## [DATA RECORDS]
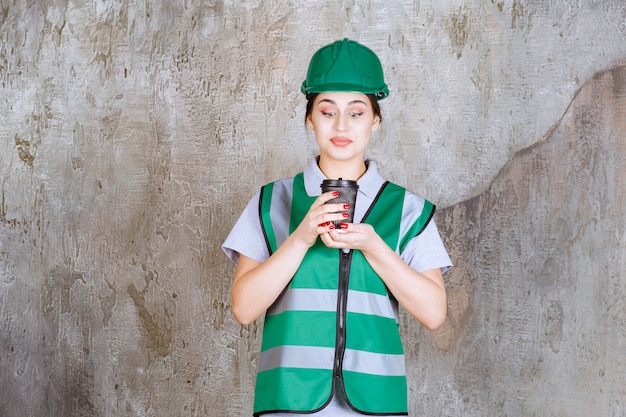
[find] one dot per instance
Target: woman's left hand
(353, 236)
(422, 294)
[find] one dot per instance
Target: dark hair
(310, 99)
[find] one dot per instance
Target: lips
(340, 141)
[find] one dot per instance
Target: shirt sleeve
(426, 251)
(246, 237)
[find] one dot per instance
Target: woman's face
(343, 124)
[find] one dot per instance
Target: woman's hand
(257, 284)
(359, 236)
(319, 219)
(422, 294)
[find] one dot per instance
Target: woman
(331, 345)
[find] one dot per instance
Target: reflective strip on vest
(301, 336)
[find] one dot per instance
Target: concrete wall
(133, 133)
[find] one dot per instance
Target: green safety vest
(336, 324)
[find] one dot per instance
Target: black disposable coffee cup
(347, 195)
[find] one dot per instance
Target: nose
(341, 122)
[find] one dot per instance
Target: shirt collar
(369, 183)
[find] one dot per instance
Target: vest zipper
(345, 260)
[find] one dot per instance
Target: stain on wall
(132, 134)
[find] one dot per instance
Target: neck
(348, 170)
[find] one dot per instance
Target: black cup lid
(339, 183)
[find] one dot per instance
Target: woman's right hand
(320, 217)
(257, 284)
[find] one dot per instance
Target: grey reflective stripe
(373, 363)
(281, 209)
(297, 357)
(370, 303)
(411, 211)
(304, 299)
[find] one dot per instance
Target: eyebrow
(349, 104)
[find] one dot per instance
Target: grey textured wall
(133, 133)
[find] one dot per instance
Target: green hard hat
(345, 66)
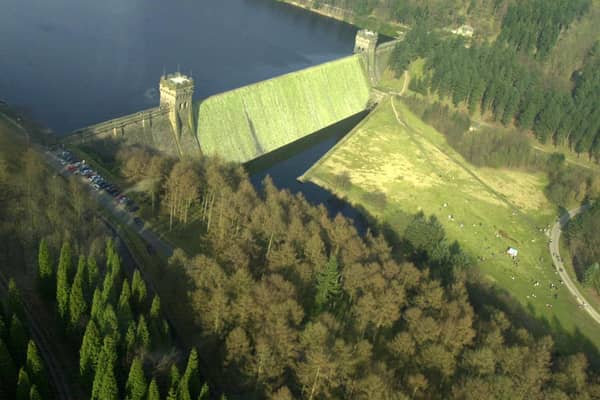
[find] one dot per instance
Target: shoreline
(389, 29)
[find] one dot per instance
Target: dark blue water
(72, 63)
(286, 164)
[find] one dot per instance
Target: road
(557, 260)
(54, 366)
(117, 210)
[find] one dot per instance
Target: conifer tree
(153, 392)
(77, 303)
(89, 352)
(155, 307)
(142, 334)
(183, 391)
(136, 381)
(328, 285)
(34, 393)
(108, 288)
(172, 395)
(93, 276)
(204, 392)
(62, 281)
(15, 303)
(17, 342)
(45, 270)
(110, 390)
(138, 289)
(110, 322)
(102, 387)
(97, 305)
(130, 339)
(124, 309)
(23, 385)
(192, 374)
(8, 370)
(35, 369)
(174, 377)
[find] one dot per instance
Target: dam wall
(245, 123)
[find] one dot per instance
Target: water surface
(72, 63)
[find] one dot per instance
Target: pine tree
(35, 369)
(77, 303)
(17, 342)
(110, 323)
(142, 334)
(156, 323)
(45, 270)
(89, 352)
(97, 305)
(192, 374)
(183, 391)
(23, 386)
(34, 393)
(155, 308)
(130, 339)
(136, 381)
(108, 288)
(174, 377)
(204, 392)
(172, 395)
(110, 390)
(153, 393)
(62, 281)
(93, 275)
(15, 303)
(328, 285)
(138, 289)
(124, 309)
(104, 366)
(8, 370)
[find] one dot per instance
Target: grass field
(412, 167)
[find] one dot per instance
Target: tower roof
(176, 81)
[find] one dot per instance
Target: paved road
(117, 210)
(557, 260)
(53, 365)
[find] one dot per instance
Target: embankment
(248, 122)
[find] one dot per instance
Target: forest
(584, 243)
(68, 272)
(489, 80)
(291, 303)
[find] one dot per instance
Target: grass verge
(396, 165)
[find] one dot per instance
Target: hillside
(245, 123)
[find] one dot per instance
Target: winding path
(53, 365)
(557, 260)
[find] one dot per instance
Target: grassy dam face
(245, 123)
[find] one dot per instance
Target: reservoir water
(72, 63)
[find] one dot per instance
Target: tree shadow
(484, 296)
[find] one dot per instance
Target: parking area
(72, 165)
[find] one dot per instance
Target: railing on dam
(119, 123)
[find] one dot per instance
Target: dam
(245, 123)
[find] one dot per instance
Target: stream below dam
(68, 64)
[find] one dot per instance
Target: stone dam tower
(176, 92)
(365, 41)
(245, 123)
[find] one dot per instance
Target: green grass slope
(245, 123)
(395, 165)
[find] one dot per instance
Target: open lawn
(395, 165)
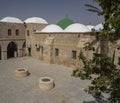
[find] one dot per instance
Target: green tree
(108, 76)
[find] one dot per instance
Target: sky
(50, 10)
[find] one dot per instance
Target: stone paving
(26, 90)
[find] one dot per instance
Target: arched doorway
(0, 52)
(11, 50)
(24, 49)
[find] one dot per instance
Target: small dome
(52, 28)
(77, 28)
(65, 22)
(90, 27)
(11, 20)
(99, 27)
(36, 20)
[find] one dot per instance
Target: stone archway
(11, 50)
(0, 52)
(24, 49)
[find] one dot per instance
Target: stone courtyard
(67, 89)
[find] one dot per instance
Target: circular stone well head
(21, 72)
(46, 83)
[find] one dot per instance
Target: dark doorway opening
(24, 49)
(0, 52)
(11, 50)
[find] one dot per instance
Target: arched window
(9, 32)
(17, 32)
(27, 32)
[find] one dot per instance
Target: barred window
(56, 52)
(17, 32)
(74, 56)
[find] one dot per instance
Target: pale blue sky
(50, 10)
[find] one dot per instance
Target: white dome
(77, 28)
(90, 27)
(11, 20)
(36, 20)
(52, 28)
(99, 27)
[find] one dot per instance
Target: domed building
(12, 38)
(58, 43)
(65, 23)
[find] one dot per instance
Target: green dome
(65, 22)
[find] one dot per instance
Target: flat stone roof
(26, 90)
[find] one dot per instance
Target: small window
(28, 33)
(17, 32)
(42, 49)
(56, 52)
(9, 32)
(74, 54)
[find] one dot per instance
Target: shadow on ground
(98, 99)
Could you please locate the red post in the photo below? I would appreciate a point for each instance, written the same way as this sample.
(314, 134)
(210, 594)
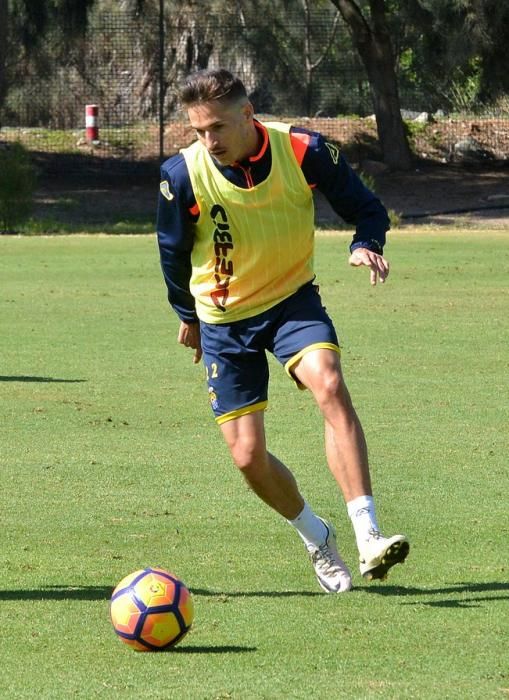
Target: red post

## [WHAT THE TASK REQUIRES]
Using the material above, copy every line in which the string "post" occurs.

## [RESPONSE BOX]
Could you please locate the red post in the photo below? I would appreciate a point for each instance, written the same way as this sample.
Target: red post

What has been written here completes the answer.